• Data for this exercise
* * * * *
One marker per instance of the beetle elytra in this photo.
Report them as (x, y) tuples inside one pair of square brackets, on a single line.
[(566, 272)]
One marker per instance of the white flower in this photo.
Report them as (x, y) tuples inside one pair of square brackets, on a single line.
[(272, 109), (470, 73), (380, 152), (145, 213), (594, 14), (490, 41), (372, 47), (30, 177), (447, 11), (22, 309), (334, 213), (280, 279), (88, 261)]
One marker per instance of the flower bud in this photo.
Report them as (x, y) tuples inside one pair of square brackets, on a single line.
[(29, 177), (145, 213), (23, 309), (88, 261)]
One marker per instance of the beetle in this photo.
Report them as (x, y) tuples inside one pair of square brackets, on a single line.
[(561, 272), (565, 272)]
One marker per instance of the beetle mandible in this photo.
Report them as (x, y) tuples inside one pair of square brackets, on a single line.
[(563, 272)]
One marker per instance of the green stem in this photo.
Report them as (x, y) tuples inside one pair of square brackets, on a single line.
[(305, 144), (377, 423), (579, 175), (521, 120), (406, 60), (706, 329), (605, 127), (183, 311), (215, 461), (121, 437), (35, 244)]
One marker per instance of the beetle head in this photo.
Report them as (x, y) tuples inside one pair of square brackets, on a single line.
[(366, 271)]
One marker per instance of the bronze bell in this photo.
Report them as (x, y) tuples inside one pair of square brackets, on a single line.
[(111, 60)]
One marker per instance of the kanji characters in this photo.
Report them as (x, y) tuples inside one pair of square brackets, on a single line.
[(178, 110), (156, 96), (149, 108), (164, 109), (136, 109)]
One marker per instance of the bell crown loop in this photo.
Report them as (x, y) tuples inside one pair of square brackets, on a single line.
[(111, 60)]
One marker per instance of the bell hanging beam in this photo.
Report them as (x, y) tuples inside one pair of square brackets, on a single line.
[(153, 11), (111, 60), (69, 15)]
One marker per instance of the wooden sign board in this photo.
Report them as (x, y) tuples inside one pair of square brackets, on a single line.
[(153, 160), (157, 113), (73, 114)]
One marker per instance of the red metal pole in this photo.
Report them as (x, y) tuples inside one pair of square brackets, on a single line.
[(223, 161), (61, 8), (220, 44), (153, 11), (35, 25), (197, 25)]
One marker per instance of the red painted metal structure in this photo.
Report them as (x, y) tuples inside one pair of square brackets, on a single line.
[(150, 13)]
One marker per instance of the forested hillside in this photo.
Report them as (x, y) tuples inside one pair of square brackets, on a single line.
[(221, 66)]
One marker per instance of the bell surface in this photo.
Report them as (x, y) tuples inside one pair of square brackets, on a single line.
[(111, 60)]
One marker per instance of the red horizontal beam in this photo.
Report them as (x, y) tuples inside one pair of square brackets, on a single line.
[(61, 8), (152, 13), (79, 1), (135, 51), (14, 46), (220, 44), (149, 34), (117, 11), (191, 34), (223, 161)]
* * * * *
• Stated goal
Please transcribe, character for character, the part of the records that opens with the line containing "One marker per instance of the beetle mandible" and closes with the line containing "[(153, 11), (111, 60), (69, 15)]", including both of those lines.

• Solution to the problem
One marker per instance of the beetle mandible in this photo.
Report them as (x, y) tuples inside one pair of square brackets, on a single line.
[(563, 272)]
One marker per instance of the green stem in this photo.
Report them as (x, y) tuples inside one pair of square brackets, on a single line.
[(305, 144), (377, 423), (579, 175), (521, 120), (406, 60), (706, 329), (605, 127), (183, 311), (215, 461), (121, 437), (35, 244)]
One marker per instance of the beetle head in this photo.
Report them as (x, y) tuples inside one pair of square brackets, on a single line.
[(366, 271)]
One marker per instance of the bronze bell in this photo.
Report them as (x, y) tuples inside one pair of square brackets, on a single line.
[(111, 60)]
One marker per instance of the kanji characters in this photo.
Report them as (x, y) tuples inside one pair of square brackets, on a single line.
[(178, 110), (156, 96), (149, 108), (164, 109), (136, 109)]
One marker per instance of the bell crown loop in this photo.
Report them as (x, y) tuples inside one pair of square brackets, on a single line.
[(111, 60)]
One marker per instance of the bell hanging beam in this photo.
Report them as (x, y) tuples inside one pair of square brackets, on a single line.
[(153, 11), (111, 60), (69, 15)]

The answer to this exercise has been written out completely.